:: Information given ::
'''

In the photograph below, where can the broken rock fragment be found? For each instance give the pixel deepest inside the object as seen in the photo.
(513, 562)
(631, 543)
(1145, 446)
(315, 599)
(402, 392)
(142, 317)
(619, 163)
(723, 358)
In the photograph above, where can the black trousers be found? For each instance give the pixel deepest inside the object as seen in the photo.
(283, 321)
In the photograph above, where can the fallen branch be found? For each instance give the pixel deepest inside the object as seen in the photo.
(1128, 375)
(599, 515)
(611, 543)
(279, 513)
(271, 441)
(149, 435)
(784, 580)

'''
'''

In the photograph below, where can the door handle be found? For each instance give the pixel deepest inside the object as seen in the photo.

'''

:: What is being asked ::
Which lines in the records above contain the word "deepest"? Pull out each of those lines in full. Case counts.

:: Answer to the task ::
In the photograph below, where can the broken rock fragment be found? For each instance give the pixel deepest inside the object as seen in the photo.
In the photograph above, where can the black trousers be found? For each instance give the pixel deepest inside the object as seen in the photo.
In the photograph above, where can the fallen branch be found? For each instance give the pixel deepest inside the object as seen in the photo.
In the photograph below, where can the door handle be found? For each instance give the pixel deepest inside the object as seen in the photo.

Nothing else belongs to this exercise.